PROBLEM TO SOLVE -
Your job is to copy all the entries precisely as they stand.

[Extracted records]
Start of Block

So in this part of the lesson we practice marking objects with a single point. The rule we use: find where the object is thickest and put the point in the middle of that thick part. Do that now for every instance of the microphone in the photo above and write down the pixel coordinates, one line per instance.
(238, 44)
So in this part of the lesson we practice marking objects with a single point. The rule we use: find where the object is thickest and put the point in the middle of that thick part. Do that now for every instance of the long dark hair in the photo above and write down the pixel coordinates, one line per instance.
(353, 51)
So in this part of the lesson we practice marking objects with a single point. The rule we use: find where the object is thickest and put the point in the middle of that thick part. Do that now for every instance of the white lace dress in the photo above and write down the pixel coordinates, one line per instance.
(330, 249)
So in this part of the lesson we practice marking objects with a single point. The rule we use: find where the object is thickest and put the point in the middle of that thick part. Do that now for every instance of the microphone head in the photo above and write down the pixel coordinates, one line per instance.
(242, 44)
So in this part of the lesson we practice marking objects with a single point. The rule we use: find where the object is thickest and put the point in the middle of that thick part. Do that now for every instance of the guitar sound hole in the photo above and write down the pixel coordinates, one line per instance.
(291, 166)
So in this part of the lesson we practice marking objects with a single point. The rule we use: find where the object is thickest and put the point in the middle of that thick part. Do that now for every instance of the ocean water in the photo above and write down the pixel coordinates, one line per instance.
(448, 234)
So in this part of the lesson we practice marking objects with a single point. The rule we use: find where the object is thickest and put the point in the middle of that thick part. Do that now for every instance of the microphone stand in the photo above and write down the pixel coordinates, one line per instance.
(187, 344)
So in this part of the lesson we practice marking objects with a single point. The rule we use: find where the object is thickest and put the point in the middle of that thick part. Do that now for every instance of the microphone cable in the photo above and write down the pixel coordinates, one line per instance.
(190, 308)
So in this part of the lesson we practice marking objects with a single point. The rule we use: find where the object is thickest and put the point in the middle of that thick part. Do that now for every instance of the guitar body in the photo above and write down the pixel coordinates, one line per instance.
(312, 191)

End of Block

RESPONSE TO THIS TASK -
So in this part of the lesson we practice marking objects with a single point. The rule we use: find where the object is thickest and put the point in the middle of that thick part. Do that now for every instance of the microphone in the photo above and write down the pixel coordinates, one line per instance.
(238, 44)
So in this part of the lesson we practice marking objects with a single point. The rule we use: find where the object is thickest and put the point in the middle of that thick part. Do that now for every instance of the long dark hair in the photo above and write down the pixel coordinates, one line per instance.
(353, 51)
So in this part of the lesson we practice marking objects with a single point. The rule we use: find where the object is thickest and put the point in the middle of that thick part. Do that now for every instance of the white lace dress in the photo above and write down the pixel coordinates, one line per instance.
(330, 249)
So in this part of the lesson we practice marking objects with a single point. The rule we use: find where the object is thickest and put the point in the middle of that thick part. Do that now for every instance of the microphone head in the photo above and write down the pixel coordinates, one line per instance.
(242, 44)
So in this part of the lesson we practice marking objects with a single point. The rule we use: find where the object is thickest and put the point in the middle of that thick part. Do that now for every instance of the guitar sound hole in the photo above and write down the pixel coordinates, one line per instance.
(291, 166)
So in this part of the lesson we practice marking objects with a single point. The rule we use: find where the object is thickest and put the point in the middle of that thick part. Do that now for every instance of the ocean water in the photo above and write down the pixel coordinates, one line per instance.
(448, 234)
So in this part of the lesson we practice marking objects with a single point. The rule we use: find where the object is thickest and put the point in the middle of that thick part. Do that now for every instance of the microphone stand in the photo above and write down the pixel coordinates, one line per instance.
(187, 344)
So in this part of the lesson we practice marking objects with a single point. The rule we use: find where the object is thickest and put the point in the middle of that thick part. Do that now for every instance of the microphone cable in the photo above and write down the pixel coordinates, one line per instance.
(190, 308)
So in this part of the lesson we practice marking objects with a single point. The rule we use: find where the object is thickest and put the point in the middle of that thick part. Do that now for every instance of the guitar body in the photo above and write down the pixel coordinates, one line per instance.
(312, 191)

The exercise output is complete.